═════ Extract ═════

Jane Austen the Prose Shakespeare (and Age & Gender Equity in the Arts then and now)

Tomorrow night, my wife and I are very much looking forward to attending a launch celebration at the Portland Center Stage at 6:30 pm for a worthy new local tax-exempt organization here in Portland which we just became aware of, Age & Gender Equity in the Arts, founded by our new friend, Jane Vogel….
… which has as its stated mission “to empower and promote the visibility of women across the life span in the performing arts, affecting a paradigm shift in the culture”.

One of AGE’s promising initiatives, beginning in 2016, will be to recognize and provide support to theater entities in the Portland metropolitan area “which promote and exhibit age and gender equity in their programming” —and that latter goal is epitomized by a quote at the website, “A theater that is missing the work of women is missing half the story, half the canon, half the life of our time." (Marsha Norman, author, inter alia, of the critically acclaimed play which Jackie and I saw many years ago,“ ‘Night, Mother”).

Of course, like any Janeite worth his or her salt, I immediately connected that Marsha Norman quotation to Anne Elliot’s famous and inspiring feminist rebuttal to Captain Harville’s sexist take on literature in Jane Austen’s final completed novel, Persuasion:

[Harville]: “…If I had such a memory as Benwick, I could bring you fifty quotations in a moment on my side the argument, and I do not think I ever opened a book in my life which had not something to say upon woman's inconstancy. Songs and proverbs, all talk of woman's fickleness. But perhaps you will say, these were all written by men."
[Anne] "Perhaps I shall. Yes, yes, if you please, no reference to examples in books. Men have had every advantage of us in telling their own story. Education has been theirs in so much higher a degree; the pen has been in their hands. I will not allow books to prove anything."

If AGE is successful, many more pens (and stages) will eventually wind up in the hands of women of all colors and sexual orientations, a worthy goal that I am certain Jane Austen wished to promote in her own extraordinary way, and would be glad to know that her name was being used to help AGE accomplish its mission.

═════ Information supplied ═════

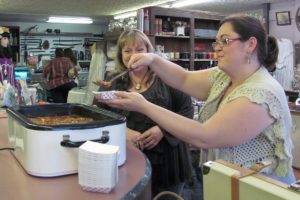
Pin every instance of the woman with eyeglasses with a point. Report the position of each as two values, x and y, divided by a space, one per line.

═════

• _Tasks to perform_:
(a) Answer these from the post on Jane Austen and Age & Gender Equity in the Arts:
(i) At what time does the launch celebration at the Portland Center Stage begin?
(ii) Who founded Age & Gender Equity in the Arts?
(iii) In which novel does Anne Elliot answer Captain Harville?
(b) Translate this sentence from the post on Jane Austen and Age & Gender Equity in the Arts into Spanish: "Men have had every advantage of us in telling their own story."
(c) Pick up the post on Jane Austen and Age & Gender Equity in the Arts after its final sentence and keep writing it.
The material plays no part in this.

• _Exercise responses_:
(a)
(i) 6:30 pm
(ii) Jane Vogel
(iii) Persuasion

(b) Los hombres nos han llevado toda la ventaja al contar su propia historia.

(c)
One of the parts of tomorrow night’s AGE program I am especially looking forward to, for personal reasons, is the presentation by Daniel Pollack-Pelzner, English Prof. at Linfield College, on the subject of strong female characters in Shakespeare’s plays. I was sorry to have missed his talk to the local JASNA chapter here in Portland last May (because my wife and I only moved out here six months ago), when he presented his 2013 article (in SEL, 1500-1900 53.4, ppg. 763-92) entitled “Jane Austen, the Prose Shakespeare”.

I read his article a while ago when it was first published, and I highly recommend it, in its entirety, to all  studious Janeites, as it represents high quality mainstream Austen scholarship – by which I mean that while he (unlike myself) does not venture that far outside the box theoretically, he provides a great deal of excellent and meaty close textual reading and imaginative inference therefrom, and coats it all in a relatively modest amount of litcrit jargon (and that’s most welcome and rare in much scholarly criticism these days). In other words, he writes in mostly plain English, and he writes for the lay reader as well as the academic, and he has something original and important to say about Jane Austen.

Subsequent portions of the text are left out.